* YOUR OBJECTIVE
Starting from the line that holds "Target: basket carried on back", print every line through the end of the records, first and last included.

* Records from a data collection

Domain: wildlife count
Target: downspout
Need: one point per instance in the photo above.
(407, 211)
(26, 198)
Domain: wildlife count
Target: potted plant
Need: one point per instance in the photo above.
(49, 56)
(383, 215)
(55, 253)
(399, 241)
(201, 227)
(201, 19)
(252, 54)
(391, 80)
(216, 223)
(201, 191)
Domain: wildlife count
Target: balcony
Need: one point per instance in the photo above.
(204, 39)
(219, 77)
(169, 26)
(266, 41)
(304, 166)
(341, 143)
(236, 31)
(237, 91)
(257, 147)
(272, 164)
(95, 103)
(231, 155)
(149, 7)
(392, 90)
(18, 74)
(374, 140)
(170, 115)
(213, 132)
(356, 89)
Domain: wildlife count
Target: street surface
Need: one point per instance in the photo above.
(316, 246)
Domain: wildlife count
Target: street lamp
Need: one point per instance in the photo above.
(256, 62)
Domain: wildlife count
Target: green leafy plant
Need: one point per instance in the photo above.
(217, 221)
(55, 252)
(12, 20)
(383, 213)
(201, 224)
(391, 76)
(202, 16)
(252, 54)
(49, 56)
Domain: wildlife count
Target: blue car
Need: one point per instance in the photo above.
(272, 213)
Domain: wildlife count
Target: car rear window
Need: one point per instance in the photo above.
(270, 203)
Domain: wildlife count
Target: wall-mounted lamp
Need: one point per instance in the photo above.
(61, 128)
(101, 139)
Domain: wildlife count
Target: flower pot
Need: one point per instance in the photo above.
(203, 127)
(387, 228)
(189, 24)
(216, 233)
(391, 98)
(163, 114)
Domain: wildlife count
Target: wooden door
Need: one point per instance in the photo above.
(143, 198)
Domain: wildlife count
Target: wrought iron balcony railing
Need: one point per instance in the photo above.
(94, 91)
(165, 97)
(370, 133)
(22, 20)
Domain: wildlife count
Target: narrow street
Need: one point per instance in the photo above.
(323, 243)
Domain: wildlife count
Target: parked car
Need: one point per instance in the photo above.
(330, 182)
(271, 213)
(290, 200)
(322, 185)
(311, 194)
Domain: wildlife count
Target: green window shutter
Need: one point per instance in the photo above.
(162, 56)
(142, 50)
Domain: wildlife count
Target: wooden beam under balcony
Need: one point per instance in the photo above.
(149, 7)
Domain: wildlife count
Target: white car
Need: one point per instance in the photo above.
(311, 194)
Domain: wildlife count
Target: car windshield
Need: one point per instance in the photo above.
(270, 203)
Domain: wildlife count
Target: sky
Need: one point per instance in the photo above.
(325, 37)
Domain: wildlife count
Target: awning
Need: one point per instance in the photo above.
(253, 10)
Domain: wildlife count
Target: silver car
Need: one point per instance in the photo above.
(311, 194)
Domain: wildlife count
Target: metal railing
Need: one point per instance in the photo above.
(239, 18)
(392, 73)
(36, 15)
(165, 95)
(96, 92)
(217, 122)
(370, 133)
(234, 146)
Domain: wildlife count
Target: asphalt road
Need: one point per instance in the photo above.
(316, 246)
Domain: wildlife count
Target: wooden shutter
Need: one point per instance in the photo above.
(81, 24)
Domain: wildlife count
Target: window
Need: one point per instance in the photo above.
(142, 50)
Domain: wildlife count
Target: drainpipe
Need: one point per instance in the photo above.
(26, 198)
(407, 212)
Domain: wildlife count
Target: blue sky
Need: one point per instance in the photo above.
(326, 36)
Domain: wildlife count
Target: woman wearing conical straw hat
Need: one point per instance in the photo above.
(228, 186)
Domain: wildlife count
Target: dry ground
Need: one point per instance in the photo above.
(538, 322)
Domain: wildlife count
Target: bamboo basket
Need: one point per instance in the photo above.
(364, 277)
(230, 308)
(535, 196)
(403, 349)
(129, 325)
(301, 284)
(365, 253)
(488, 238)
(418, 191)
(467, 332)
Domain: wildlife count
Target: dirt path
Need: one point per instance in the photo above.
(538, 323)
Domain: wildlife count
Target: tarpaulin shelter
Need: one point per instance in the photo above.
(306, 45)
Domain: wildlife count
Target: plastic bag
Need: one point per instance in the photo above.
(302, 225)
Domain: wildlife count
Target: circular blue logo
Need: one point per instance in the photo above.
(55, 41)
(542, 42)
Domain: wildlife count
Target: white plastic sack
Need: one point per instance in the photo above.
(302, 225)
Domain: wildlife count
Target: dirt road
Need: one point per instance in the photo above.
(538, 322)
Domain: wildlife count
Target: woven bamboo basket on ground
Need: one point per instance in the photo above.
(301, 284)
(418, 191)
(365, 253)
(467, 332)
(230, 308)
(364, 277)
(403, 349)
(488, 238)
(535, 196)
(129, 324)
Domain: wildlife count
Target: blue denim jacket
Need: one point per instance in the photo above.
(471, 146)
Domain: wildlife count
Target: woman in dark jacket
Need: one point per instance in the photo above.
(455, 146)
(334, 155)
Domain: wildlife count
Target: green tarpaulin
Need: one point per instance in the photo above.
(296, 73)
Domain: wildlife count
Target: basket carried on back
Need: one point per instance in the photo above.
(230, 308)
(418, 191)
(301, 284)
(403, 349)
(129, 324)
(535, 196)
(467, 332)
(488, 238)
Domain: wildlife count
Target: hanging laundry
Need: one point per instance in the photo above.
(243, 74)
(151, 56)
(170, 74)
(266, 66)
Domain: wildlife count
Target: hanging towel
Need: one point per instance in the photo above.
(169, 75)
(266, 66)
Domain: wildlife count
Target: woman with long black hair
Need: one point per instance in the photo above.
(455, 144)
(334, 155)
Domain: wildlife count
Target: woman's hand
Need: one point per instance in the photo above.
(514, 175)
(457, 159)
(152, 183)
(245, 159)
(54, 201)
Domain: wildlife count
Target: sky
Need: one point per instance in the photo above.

* RESPONSE
Target: basket carried on back
Need: one point per instance in the photo above.
(230, 308)
(418, 191)
(301, 284)
(403, 349)
(129, 324)
(535, 196)
(467, 332)
(488, 238)
Domain: wildlife count
Target: hanging laundry
Need: one point per instance in the photo above.
(243, 74)
(151, 56)
(170, 74)
(266, 66)
Domain: wildlife count
Target: hanging towel
Need: one point per instance in the photo above.
(169, 75)
(266, 66)
Domain: wildlife count
Target: woman with long black hair
Need: one point per instance in the photo above.
(455, 144)
(334, 155)
Domain: wildlife count
Target: woman's hand
Need: one point per instance in the photo above.
(514, 175)
(457, 159)
(152, 183)
(245, 159)
(54, 201)
Domain: wildlife count
Target: sky
Need: one point per instance in the photo above.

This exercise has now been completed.